**Working data:**
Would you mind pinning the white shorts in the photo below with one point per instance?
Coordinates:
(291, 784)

...

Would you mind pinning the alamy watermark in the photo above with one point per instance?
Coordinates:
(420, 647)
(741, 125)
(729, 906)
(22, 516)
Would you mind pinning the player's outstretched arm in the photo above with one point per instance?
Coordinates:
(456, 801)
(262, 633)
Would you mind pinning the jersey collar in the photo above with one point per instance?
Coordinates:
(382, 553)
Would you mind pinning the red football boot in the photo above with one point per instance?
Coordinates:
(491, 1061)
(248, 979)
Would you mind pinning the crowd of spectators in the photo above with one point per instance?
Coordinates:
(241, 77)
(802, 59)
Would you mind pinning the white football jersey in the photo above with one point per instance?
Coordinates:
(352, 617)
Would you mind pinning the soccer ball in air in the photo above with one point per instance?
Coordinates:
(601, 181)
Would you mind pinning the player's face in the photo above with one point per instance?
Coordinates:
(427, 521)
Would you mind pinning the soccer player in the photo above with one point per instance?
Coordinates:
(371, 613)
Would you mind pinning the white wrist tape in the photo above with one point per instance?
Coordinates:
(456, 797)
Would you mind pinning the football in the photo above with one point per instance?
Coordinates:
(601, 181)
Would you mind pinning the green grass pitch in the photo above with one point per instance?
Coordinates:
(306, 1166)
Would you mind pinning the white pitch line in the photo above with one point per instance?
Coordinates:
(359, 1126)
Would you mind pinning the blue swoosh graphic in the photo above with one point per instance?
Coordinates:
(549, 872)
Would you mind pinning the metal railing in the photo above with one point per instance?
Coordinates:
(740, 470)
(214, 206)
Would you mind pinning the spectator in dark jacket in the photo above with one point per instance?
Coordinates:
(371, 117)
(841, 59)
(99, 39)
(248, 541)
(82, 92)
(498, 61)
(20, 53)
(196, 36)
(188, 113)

**What you are asked to do:**
Reproduce every line of the listing above that contains the string "jersey". Letter case counts.

**Final result:**
Would you mind pinning the jersey collar in the photo above with one point per instance?
Would you mind pinning the white football jersey in the photo above with one point per instance?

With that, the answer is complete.